> Selection:
>> begin
The Magnificent Seven
- Date: 18 September 2010
- Venue: LG Arena, Solihull, West Midlands
- Title(s) on the line: British and WBO Inter-Continental welterweight titles

Tale of the tape
- Boxer: Kell Brook / Michael Jennings
- Nickname: "Special K" / "The Lurcher"
- Hometown: Sheffield, South Yorkshire / Chorley, Lancashire
- Pre-fight record: 21–0 (14 KOs) / 36–2 (17 KOs)
- Age: 24 years, 4 months / 33 years
- Height: 5 ft 9 in (175 cm) / 5 ft 9+1⁄2 in (177 cm)
- Weight: 146+1⁄2 lb (66 kg) / 146+1⁄2 lb (66 kg)
- Style: Orthodox / Orthodox
- Recognition: WBO No. 1 Ranked Welterweight British and WBO Inter-Continental welterweight champion / WBO No. 9 Ranked Welterweight

Result
- Brook wins via 5th-round TKO

= Kell Brook vs. Michael Jennings =

Boxing match

Kell Brook vs Michael Jennings, billed as The Magnificent Seven, was a professional boxing match contested between British and WBO Inter-Continental welterweight champion, Kell Brook, and former world title challenger, Michael Jennings. The fight was a WBO "eliminator", with the winner becoming the mandatory challenger for the WBO welterweight title, held at the time by Manny Pacquiao. The bout took place on 18 September 2010 at the LG Arena, with Brook winning by technical knockout in the fifth round.

==Background==
Following Brook's third British title defence, winning the Lonsdale Belt outright against Michael Lomax, he challenged Jennings, stating "I believe I am the best in the country, but I can't say that for sure until I've beaten Jennings". Jennings, who had challenged Miguel Cotto for the WBO welterweight title earlier in the year, had previously expressed interest in a fight with Brook.
>> end
Answer these questions using the text about the Kell Brook vs. Michael Jennings fight:
(a) What is Michael Jennings's hometown?
(b) Who held the WBO welterweight title at the time of the bout?
(c) Whom did Brook defeat in his third British title defense?

> Supplied data:
>> begin
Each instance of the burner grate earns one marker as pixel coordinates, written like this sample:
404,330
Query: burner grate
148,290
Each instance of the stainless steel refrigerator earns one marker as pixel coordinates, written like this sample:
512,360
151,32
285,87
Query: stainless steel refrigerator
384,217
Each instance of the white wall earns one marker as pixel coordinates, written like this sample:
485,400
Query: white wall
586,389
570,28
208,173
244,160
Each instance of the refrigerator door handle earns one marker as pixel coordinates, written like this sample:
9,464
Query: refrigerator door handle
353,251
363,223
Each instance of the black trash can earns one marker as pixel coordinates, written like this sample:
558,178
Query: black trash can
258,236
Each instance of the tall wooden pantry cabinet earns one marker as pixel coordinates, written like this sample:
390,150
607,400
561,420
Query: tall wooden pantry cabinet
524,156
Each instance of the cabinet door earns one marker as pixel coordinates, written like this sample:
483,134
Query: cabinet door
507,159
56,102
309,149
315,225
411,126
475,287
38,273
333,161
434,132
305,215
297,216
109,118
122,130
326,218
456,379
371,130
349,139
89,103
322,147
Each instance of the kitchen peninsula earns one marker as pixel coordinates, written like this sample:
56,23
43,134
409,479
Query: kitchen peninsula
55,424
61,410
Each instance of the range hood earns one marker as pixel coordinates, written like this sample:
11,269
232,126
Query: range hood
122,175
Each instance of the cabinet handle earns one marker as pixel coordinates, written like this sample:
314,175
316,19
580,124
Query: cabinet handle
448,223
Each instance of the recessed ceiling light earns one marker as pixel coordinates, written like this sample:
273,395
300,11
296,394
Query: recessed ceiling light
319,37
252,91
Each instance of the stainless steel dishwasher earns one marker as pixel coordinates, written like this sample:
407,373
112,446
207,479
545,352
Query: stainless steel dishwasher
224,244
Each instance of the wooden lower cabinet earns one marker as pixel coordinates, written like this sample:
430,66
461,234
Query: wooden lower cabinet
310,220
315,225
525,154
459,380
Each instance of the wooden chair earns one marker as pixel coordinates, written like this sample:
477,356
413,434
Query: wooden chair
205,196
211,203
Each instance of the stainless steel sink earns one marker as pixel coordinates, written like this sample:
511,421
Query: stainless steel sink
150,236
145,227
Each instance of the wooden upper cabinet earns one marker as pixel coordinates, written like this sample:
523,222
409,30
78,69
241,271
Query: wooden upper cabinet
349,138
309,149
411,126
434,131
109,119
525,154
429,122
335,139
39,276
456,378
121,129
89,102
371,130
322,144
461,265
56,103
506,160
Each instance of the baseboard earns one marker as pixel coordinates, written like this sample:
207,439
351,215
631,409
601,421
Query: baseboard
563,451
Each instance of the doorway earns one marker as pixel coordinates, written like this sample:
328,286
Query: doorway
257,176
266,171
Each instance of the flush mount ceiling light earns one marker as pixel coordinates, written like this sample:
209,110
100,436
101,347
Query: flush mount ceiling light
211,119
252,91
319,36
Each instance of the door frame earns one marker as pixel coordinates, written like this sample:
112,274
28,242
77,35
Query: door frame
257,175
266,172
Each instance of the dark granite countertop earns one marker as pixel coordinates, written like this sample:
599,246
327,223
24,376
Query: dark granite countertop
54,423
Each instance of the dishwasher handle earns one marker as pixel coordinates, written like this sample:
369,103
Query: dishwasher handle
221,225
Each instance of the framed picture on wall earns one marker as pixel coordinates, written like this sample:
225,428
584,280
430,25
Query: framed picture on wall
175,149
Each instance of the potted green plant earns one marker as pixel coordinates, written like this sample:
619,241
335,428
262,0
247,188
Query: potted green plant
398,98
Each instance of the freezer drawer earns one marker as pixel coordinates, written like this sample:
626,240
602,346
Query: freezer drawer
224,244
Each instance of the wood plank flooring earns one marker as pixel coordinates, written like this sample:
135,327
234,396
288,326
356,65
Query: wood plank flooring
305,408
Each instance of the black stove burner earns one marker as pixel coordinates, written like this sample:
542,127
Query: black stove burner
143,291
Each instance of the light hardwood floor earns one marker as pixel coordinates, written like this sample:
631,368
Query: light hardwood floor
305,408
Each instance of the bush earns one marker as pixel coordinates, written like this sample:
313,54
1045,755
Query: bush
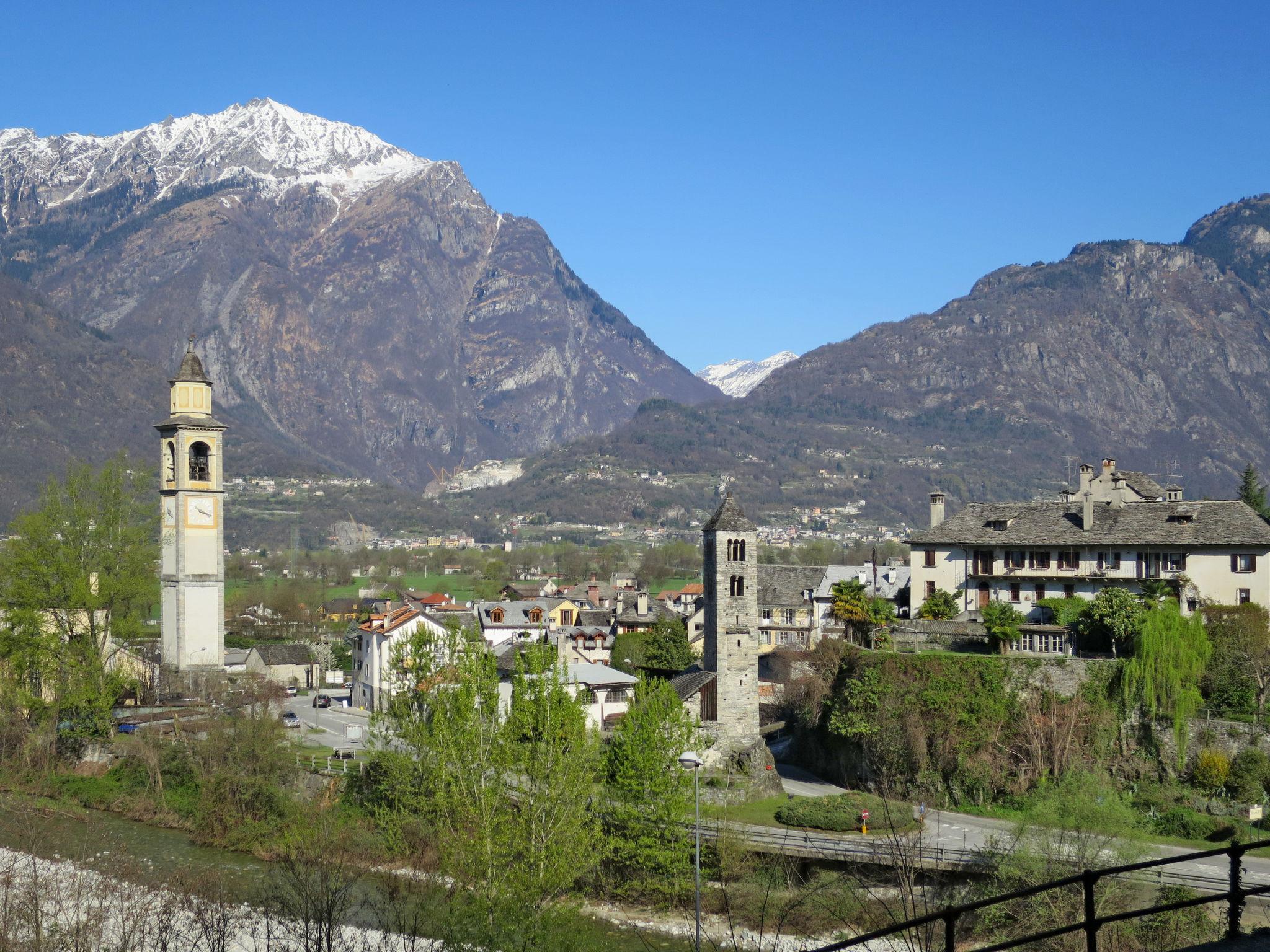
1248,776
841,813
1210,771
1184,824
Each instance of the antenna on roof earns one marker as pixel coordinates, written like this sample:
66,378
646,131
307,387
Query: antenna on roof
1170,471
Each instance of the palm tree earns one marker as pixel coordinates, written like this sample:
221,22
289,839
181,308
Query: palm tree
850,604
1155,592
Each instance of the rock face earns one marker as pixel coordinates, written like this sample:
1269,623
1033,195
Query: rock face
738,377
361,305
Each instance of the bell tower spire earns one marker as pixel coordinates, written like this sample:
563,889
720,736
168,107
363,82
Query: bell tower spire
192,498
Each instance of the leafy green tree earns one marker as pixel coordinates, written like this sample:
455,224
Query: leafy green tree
>> end
>> begin
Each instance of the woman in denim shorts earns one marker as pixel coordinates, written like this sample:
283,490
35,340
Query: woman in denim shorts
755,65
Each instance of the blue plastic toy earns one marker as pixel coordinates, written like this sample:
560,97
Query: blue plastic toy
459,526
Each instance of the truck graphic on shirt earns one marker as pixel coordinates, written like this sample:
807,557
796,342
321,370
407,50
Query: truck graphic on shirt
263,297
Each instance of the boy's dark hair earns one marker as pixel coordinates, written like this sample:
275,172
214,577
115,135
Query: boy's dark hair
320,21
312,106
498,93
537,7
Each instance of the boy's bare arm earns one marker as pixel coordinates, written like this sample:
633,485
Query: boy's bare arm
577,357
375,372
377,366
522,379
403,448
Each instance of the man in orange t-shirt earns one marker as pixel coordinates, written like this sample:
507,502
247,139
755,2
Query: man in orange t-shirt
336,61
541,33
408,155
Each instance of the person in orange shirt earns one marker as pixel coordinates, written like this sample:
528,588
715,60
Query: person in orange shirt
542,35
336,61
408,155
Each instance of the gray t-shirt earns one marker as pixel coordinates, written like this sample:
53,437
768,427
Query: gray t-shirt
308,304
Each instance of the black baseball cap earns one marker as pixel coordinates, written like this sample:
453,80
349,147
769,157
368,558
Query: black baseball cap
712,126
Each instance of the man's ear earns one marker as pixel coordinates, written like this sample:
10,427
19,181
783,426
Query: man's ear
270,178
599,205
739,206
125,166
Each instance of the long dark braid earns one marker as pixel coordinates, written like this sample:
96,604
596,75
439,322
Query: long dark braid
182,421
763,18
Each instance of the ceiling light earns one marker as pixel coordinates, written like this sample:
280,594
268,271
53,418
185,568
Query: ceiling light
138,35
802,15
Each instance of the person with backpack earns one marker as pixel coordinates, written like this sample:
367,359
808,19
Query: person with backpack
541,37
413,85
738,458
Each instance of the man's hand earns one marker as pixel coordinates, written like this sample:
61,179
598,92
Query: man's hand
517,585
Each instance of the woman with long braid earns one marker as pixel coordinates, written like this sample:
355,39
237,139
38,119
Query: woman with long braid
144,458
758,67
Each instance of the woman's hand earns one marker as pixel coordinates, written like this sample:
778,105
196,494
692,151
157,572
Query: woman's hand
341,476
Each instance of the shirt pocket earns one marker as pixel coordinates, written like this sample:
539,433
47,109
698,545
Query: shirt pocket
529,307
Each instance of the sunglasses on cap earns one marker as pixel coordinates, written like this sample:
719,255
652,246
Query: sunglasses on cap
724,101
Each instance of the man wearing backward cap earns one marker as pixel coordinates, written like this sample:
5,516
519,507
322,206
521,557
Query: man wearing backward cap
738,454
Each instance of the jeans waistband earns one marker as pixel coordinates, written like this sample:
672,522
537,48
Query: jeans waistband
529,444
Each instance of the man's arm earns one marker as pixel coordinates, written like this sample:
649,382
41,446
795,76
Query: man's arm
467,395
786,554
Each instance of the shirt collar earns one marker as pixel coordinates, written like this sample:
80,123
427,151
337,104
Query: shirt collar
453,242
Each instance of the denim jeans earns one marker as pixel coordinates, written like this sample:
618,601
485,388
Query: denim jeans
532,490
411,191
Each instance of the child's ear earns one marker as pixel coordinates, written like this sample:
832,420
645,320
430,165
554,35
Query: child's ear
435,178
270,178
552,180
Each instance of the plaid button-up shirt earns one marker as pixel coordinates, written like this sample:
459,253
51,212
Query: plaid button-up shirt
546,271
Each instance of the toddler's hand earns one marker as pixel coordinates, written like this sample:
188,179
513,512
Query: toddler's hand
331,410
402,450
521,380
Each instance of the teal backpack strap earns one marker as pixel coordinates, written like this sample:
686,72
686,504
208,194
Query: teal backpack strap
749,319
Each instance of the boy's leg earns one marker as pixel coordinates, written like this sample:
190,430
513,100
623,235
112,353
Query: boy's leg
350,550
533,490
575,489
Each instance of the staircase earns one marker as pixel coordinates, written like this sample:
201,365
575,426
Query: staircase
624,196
>> end
> Correct response:
(a) Chorley, Lancashire
(b) Manny Pacquiao
(c) Michael Lomax